STATED GOAL ->
Tally the lines in the entries below that contain the word "marking", treating case as significant, and give only the number.

PROVIDED RECORDS ->
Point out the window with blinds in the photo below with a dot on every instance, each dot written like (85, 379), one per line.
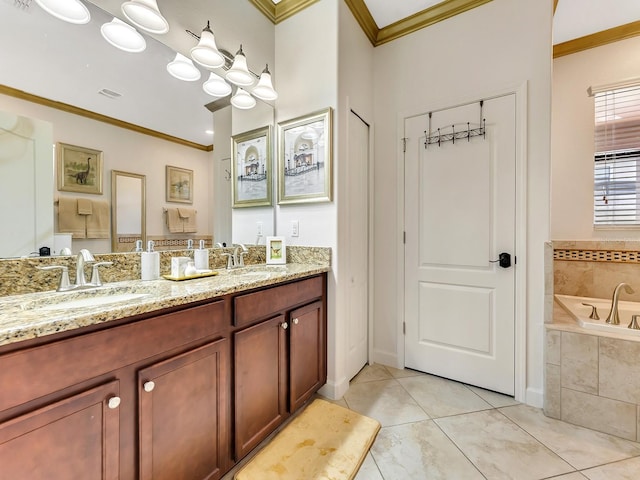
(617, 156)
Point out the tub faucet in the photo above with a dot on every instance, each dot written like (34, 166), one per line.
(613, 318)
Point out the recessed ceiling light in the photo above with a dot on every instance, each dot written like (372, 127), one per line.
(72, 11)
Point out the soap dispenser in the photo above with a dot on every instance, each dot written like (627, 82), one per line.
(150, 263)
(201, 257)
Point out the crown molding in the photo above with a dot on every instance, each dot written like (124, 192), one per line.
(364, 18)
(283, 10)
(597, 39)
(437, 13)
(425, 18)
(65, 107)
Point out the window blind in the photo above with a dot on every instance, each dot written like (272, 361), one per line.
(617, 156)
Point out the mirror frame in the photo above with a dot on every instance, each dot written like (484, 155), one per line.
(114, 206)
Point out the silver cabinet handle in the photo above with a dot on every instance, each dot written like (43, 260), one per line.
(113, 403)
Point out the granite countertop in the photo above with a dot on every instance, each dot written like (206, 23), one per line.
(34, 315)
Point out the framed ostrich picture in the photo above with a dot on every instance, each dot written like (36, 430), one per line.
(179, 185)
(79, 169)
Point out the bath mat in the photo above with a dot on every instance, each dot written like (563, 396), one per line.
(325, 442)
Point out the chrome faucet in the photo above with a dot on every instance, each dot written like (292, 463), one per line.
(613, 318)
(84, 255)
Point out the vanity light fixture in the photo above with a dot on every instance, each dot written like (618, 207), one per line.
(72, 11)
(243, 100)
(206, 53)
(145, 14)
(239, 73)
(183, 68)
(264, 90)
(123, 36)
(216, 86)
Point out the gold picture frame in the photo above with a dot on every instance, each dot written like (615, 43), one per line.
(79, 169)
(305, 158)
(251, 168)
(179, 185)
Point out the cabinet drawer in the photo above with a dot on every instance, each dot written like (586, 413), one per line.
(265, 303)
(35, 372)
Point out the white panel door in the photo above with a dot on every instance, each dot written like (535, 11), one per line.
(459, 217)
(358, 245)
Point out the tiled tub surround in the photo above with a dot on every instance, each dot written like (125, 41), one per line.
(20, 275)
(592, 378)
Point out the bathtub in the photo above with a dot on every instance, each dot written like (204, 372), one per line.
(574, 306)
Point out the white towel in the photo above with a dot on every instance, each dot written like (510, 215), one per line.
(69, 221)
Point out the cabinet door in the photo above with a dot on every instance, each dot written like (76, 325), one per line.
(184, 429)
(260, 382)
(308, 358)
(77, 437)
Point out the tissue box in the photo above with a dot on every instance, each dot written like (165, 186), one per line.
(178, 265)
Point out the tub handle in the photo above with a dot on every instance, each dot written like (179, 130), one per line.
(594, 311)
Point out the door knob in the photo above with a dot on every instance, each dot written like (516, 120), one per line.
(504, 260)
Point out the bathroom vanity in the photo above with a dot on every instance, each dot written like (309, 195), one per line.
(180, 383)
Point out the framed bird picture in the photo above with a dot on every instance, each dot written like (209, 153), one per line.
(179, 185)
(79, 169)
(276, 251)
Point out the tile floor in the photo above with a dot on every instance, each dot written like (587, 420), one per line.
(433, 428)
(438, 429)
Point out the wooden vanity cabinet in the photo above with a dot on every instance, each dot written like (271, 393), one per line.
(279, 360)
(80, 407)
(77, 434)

==

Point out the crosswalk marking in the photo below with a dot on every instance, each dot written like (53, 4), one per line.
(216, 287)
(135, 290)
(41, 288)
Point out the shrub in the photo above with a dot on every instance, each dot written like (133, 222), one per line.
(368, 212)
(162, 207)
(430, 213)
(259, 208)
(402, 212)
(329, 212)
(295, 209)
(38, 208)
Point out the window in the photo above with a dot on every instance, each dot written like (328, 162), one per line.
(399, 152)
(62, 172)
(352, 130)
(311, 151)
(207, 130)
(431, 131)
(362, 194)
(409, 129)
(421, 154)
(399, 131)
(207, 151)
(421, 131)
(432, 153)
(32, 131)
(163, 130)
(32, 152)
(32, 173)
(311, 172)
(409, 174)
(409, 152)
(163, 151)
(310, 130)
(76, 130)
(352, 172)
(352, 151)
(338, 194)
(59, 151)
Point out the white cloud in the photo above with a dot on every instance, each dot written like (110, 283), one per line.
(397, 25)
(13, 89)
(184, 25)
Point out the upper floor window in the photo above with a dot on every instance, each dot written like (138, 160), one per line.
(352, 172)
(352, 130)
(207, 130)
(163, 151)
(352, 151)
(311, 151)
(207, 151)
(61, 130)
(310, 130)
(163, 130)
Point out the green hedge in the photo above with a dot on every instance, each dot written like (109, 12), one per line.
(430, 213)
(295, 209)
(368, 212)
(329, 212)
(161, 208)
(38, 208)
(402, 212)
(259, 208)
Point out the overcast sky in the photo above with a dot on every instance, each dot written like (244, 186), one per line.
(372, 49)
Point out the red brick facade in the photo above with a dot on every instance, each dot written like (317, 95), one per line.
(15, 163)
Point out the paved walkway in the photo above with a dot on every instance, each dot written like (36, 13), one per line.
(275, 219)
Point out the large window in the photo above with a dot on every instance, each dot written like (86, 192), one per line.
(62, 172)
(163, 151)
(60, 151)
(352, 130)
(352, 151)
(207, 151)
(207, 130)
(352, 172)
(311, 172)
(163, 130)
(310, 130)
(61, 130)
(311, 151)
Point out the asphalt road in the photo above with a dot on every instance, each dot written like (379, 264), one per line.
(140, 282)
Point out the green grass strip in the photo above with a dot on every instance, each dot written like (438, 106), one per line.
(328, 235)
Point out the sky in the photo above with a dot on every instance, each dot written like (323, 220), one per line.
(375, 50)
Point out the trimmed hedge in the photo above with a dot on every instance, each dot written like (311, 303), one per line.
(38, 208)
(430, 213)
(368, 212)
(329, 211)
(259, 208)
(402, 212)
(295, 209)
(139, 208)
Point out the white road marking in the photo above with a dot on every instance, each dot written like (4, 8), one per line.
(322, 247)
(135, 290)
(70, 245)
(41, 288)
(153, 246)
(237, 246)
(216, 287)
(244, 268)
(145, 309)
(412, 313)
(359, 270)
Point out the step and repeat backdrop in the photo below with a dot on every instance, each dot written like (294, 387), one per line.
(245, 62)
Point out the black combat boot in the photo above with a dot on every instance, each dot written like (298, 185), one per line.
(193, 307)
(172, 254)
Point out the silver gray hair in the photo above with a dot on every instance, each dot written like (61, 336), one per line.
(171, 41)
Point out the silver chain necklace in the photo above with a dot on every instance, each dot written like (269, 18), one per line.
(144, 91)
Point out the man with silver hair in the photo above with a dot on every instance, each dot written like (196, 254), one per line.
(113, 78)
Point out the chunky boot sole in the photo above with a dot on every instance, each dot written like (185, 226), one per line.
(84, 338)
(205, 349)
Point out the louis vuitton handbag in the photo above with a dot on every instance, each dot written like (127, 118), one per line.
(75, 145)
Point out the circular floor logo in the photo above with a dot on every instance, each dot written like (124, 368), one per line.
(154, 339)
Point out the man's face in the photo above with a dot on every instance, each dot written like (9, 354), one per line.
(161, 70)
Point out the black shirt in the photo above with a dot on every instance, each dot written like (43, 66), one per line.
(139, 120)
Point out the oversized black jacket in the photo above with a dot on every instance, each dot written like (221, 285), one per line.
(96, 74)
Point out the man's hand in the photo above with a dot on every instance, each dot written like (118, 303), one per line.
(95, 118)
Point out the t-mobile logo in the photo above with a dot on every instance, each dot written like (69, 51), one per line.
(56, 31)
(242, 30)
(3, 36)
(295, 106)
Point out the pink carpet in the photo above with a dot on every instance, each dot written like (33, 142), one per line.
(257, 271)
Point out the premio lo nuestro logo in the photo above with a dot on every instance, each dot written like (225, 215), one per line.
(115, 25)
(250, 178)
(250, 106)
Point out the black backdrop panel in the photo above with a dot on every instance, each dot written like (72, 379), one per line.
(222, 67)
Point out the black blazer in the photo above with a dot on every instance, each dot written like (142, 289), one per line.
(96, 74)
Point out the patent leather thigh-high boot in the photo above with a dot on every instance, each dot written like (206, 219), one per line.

---

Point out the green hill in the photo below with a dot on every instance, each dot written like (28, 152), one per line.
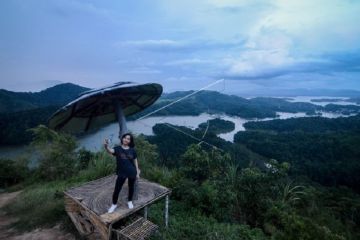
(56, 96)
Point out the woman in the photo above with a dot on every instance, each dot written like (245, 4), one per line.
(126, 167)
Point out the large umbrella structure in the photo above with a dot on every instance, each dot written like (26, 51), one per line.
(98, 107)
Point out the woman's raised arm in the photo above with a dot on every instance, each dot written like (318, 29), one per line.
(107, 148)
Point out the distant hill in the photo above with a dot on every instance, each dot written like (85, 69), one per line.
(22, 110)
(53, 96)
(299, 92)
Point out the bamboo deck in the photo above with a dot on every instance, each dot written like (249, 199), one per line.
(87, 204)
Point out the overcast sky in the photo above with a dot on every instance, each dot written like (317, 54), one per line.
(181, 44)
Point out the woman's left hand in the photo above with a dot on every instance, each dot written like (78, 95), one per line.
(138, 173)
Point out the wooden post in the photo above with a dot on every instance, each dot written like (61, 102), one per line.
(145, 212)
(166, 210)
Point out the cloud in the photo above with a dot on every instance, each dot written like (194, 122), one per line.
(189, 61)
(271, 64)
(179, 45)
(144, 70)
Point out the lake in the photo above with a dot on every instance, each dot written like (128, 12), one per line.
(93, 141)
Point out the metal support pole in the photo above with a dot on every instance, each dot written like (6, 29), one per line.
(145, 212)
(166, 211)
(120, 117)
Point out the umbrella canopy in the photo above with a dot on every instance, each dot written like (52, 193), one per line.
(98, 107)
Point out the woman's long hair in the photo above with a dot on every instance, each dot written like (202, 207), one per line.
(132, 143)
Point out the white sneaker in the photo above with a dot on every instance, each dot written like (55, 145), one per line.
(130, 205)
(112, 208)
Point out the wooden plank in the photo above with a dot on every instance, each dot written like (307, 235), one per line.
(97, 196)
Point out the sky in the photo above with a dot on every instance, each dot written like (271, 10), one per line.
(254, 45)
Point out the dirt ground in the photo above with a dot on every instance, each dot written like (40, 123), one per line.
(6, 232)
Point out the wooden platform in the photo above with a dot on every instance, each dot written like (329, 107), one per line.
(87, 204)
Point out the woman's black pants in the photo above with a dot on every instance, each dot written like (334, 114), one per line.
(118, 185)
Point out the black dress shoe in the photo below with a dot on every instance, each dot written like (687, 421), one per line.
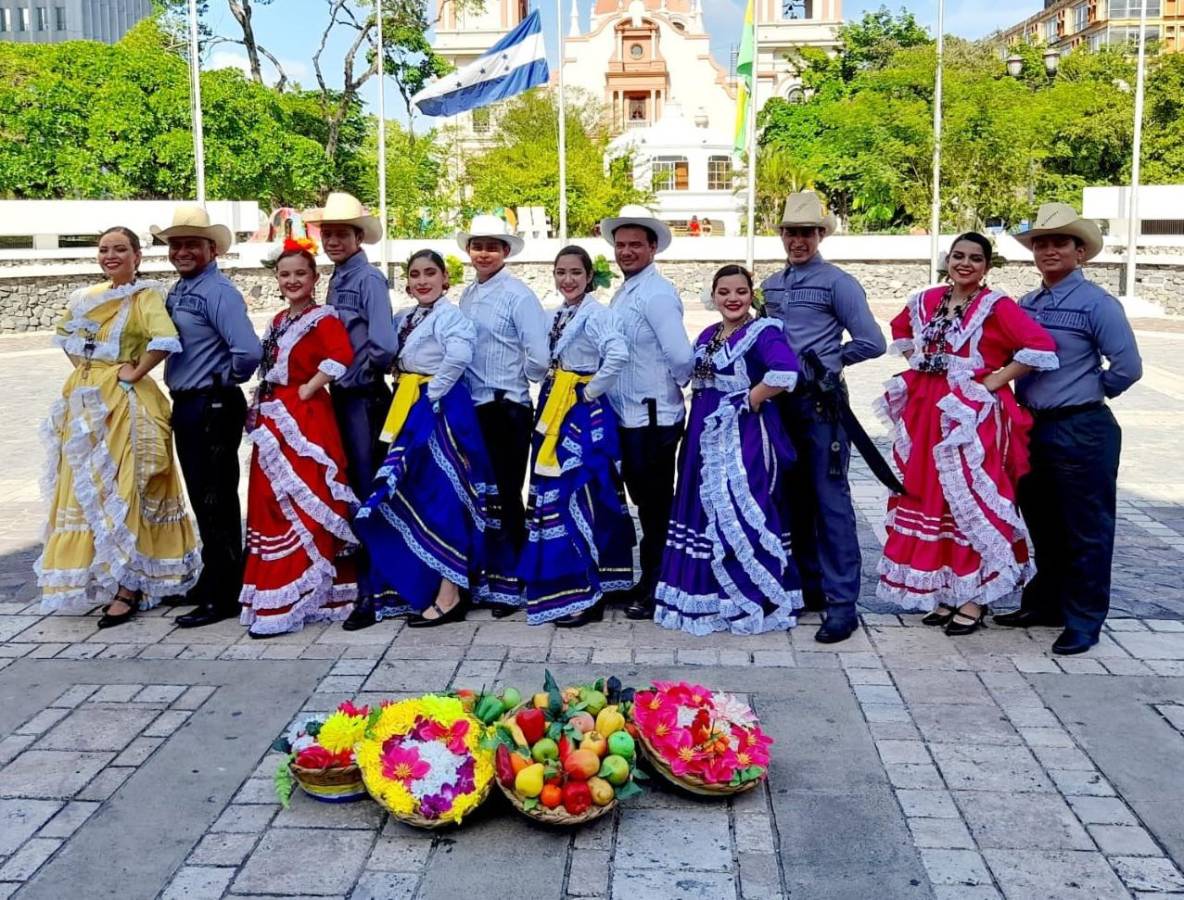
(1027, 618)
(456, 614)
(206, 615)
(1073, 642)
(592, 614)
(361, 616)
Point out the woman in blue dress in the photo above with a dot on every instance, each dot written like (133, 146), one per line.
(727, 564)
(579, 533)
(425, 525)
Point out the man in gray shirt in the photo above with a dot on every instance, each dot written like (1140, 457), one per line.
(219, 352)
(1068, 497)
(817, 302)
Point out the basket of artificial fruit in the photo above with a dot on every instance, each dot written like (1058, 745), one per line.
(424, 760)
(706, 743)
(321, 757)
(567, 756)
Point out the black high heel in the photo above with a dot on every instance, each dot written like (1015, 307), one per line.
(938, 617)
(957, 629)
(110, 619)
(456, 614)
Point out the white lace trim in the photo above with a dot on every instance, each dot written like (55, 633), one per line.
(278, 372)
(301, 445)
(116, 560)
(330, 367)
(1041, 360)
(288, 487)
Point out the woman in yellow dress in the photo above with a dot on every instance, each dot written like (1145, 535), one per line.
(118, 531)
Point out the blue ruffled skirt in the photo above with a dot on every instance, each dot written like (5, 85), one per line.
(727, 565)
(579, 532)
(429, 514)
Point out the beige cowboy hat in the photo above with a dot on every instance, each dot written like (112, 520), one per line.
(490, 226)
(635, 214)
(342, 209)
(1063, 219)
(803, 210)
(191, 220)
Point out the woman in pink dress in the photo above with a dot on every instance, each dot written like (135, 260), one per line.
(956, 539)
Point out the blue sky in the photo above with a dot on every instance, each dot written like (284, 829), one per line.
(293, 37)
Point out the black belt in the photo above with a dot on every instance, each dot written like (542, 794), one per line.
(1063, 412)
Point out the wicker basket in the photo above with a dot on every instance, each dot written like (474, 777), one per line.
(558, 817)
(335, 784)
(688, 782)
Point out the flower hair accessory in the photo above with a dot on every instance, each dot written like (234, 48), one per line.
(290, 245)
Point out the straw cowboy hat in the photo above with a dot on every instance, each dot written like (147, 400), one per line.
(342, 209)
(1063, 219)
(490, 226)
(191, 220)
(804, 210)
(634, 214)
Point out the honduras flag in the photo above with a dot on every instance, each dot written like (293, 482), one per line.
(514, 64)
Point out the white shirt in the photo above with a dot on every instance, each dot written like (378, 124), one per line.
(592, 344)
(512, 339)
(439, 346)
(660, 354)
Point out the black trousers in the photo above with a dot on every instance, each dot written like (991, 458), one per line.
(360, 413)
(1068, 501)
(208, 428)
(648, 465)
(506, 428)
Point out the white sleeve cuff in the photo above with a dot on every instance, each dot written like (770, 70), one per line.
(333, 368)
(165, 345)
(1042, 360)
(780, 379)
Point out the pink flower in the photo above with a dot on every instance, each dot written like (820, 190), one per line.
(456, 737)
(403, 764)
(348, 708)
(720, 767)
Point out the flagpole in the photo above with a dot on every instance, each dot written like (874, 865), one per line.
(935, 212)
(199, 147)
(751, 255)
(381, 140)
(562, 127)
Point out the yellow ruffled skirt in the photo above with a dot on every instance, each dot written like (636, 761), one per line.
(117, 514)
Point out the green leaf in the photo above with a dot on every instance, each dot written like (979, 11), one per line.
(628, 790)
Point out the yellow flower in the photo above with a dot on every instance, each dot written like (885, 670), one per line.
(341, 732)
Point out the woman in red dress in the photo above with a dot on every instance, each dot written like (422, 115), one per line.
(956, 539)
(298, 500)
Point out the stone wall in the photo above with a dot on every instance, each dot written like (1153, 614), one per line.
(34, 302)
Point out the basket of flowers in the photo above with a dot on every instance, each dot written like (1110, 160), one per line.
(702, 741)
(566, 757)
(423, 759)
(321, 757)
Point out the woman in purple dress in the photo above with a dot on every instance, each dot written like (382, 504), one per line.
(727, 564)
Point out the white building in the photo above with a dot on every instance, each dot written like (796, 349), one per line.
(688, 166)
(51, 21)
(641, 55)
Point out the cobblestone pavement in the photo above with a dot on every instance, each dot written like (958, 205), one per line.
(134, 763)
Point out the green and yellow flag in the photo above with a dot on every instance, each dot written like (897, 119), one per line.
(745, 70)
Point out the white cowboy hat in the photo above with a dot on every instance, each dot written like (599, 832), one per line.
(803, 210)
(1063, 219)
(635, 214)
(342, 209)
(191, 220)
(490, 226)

SOLUTION ->
2